Top of Entries supplied

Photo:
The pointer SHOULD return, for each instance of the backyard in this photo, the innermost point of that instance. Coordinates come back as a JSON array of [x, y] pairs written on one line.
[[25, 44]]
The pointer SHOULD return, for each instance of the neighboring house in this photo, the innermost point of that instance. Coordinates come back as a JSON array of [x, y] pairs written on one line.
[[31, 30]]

Bottom of Entries supplied
Top of Entries supplied

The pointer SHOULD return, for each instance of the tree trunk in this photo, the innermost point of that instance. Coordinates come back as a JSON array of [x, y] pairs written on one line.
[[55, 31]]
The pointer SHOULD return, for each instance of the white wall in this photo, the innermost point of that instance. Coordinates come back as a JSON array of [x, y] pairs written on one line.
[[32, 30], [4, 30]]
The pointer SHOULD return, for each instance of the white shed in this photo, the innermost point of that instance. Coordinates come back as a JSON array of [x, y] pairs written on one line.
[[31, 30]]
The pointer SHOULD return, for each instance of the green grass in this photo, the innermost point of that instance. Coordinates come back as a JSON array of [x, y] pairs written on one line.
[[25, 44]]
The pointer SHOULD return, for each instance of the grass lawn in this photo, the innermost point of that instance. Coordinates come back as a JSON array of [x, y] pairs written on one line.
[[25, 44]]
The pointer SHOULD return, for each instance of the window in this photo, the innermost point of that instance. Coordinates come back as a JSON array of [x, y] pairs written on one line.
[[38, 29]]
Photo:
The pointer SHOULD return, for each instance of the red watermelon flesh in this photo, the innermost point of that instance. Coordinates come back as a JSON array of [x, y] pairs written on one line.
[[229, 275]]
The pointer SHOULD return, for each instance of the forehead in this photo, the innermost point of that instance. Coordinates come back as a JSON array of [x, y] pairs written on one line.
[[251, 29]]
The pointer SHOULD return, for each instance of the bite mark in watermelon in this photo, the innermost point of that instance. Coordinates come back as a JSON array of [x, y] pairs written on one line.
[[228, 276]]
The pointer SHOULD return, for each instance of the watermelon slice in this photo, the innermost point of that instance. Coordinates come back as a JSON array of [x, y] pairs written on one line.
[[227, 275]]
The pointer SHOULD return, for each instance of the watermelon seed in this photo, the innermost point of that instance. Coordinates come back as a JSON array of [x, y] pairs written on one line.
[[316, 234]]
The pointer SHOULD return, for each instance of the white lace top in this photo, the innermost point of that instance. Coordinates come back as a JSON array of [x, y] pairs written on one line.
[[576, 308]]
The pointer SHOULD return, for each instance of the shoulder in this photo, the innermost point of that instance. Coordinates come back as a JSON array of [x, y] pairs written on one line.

Bottom of Entries supplied

**Your task**
Please, from the entries above, set down exactly the lines from the one containing "the watermelon seed" through the one containing "The pointer SHOULD return, for each instance of the shoulder", and only those.

**Result of this exercise**
The pointer SHOULD return, for each instance of the watermelon seed in this photo, the innermost point of that instance. Coordinates come back as a JSON array of [x, y] pairs written on one line.
[[316, 234]]
The pointer SHOULD return, for each instance of the white lace top in this photo, the innermost point of that instance. Coordinates come back as a JSON array of [x, y] pairs written on one line.
[[576, 308]]
The pointer SHOULD return, for each instance of the shoulder in this photo, the innermost point of that instance. Coordinates come back as a JSON array of [x, y] pairs written on one line.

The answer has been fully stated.